(Collection entries)
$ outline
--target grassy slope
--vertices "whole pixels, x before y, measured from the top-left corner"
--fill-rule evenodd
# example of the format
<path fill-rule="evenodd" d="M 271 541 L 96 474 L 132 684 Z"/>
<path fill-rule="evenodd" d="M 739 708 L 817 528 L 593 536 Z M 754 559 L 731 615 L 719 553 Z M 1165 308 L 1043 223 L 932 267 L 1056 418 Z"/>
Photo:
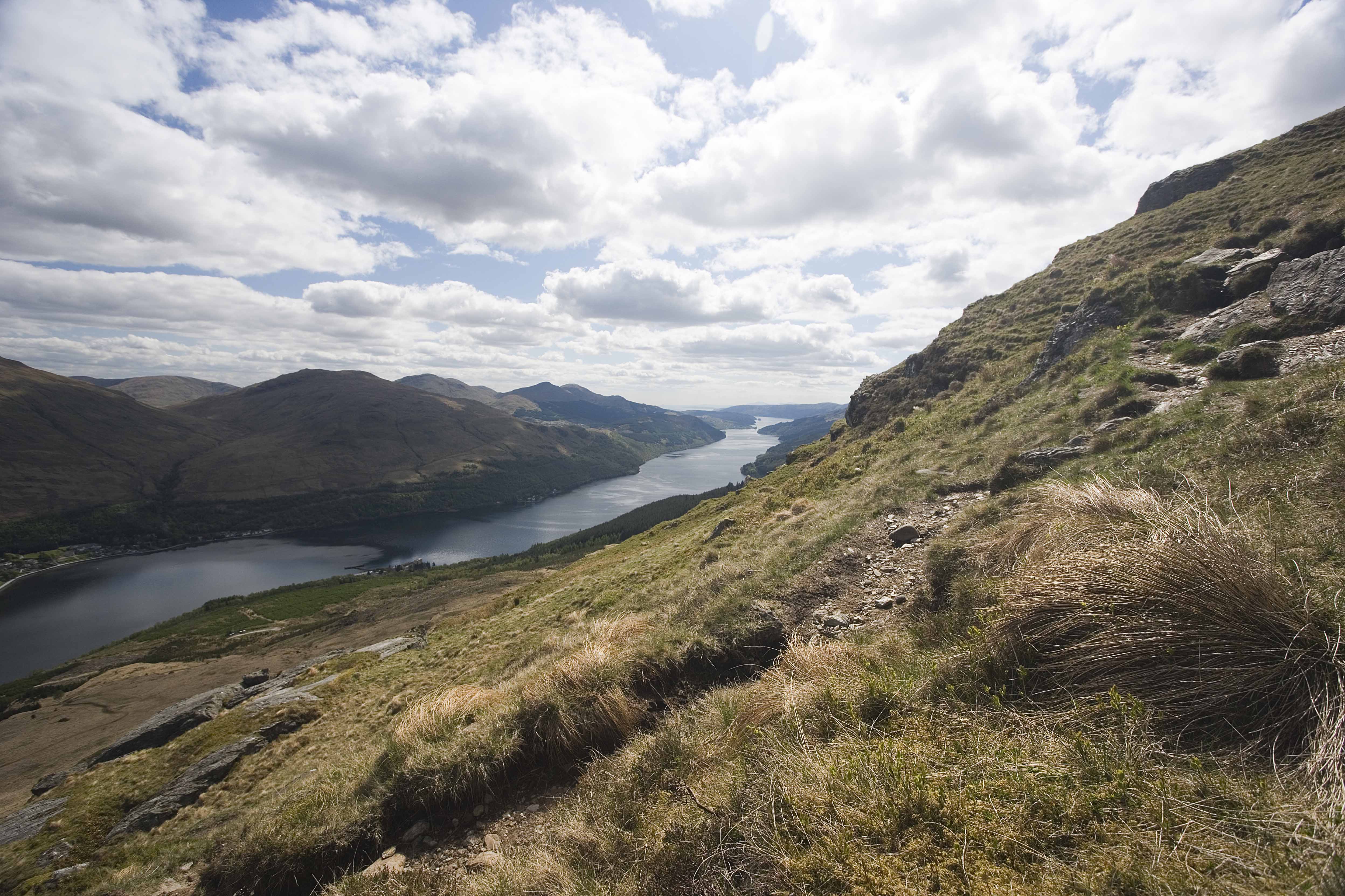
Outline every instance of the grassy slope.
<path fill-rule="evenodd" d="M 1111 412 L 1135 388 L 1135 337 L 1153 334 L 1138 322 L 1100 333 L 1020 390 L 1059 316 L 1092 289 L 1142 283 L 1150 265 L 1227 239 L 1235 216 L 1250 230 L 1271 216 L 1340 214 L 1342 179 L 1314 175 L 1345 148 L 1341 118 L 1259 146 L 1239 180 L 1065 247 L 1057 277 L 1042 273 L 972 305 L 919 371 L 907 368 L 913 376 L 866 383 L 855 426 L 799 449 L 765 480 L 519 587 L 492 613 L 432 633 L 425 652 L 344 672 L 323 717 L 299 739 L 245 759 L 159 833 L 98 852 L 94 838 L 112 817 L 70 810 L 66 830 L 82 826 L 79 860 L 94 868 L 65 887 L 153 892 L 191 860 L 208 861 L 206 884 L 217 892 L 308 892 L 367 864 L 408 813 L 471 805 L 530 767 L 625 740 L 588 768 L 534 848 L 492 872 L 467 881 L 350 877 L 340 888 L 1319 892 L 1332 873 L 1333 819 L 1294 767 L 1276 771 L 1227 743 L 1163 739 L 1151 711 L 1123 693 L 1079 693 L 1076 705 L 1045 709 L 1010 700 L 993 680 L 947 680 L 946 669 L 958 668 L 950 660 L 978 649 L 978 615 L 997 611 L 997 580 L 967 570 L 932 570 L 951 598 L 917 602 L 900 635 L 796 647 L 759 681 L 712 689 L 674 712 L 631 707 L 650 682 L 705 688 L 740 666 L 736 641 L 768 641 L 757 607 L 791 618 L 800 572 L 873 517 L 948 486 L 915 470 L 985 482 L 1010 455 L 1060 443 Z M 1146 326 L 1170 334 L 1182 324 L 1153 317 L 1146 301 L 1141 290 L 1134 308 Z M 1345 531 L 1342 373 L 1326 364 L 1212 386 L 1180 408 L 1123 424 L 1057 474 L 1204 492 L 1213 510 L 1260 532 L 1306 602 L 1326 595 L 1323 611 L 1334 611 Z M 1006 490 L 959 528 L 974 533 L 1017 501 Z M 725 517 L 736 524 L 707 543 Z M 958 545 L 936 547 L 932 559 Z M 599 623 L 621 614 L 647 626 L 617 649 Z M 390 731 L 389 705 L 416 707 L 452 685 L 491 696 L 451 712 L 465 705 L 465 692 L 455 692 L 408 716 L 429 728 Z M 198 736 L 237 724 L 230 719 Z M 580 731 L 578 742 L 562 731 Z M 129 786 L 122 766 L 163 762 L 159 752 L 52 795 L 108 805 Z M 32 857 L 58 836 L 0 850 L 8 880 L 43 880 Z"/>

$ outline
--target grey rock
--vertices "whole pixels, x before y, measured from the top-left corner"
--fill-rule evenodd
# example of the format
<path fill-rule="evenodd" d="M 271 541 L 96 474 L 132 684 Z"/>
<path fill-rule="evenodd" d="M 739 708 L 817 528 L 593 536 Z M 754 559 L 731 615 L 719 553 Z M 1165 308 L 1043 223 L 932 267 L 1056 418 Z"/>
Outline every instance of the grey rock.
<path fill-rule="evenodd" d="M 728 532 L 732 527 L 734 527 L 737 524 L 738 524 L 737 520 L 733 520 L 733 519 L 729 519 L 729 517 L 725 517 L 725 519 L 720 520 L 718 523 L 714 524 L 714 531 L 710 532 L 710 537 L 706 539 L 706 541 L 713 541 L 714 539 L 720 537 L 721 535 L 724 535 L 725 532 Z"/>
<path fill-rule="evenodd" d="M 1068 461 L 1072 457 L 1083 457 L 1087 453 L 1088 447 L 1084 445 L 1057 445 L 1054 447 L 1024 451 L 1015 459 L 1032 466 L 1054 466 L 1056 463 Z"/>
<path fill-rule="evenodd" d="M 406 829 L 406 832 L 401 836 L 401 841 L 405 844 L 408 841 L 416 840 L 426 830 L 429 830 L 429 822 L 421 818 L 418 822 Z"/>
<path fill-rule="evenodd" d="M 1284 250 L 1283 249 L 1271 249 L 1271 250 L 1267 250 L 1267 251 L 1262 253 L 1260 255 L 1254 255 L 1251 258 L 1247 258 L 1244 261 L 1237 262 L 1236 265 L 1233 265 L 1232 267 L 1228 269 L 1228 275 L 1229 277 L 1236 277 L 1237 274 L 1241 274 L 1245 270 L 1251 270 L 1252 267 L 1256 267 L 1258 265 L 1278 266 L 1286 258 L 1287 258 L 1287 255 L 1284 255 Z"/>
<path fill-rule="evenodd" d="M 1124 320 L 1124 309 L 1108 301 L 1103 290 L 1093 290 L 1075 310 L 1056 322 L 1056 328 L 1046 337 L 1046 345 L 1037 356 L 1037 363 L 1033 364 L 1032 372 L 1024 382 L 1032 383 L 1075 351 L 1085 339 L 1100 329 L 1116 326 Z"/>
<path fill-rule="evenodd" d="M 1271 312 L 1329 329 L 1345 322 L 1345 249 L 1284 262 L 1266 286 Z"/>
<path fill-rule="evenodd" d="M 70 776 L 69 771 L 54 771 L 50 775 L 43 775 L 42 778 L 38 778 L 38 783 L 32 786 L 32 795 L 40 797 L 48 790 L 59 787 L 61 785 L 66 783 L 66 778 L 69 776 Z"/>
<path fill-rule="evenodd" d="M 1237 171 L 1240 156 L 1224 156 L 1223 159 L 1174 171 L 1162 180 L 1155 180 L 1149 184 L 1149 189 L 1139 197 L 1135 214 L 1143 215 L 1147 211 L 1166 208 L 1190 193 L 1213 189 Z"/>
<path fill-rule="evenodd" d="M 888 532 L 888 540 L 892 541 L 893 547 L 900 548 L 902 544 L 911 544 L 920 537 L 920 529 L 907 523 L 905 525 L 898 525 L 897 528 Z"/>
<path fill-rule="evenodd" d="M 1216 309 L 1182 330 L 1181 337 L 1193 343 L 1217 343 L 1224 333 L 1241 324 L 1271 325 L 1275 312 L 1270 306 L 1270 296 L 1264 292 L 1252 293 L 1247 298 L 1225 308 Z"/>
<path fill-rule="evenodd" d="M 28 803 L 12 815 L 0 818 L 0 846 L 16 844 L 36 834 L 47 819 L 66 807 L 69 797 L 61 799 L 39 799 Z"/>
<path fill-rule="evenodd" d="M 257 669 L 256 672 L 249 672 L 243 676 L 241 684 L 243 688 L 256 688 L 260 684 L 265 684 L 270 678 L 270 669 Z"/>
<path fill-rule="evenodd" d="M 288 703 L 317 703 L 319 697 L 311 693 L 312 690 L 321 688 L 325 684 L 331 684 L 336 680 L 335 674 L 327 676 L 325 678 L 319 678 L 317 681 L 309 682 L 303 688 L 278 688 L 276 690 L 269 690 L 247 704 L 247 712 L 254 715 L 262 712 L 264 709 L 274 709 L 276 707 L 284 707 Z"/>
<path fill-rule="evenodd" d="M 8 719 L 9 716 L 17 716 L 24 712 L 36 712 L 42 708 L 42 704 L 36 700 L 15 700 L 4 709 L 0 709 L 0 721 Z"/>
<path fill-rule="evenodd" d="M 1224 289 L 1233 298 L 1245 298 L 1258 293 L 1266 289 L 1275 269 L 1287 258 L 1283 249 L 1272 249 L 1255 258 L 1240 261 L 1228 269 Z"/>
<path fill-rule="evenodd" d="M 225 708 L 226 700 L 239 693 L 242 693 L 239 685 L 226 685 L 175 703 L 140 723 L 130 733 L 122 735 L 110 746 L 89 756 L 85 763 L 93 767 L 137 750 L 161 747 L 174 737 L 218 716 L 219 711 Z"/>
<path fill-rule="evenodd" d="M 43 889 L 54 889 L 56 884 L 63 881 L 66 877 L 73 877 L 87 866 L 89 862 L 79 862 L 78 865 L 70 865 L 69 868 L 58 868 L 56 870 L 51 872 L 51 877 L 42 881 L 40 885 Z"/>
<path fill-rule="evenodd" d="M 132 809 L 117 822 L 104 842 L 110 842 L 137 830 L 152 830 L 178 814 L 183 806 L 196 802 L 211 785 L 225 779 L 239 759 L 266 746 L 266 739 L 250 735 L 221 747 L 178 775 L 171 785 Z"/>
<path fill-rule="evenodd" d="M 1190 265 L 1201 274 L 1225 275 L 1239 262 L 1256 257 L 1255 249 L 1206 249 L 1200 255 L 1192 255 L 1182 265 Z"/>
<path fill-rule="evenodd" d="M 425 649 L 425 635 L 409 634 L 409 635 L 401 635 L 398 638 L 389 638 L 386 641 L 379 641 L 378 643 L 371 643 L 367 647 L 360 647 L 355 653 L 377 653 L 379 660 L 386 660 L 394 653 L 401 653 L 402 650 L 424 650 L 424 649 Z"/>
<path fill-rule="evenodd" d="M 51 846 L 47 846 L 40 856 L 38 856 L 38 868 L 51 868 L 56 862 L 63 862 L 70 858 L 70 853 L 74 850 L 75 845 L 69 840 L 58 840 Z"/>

Written problem: Count the lines of the listing that contain the string "instance", treating uppercase and lowercase as different, and reply with the number alone.

Response to the task: 2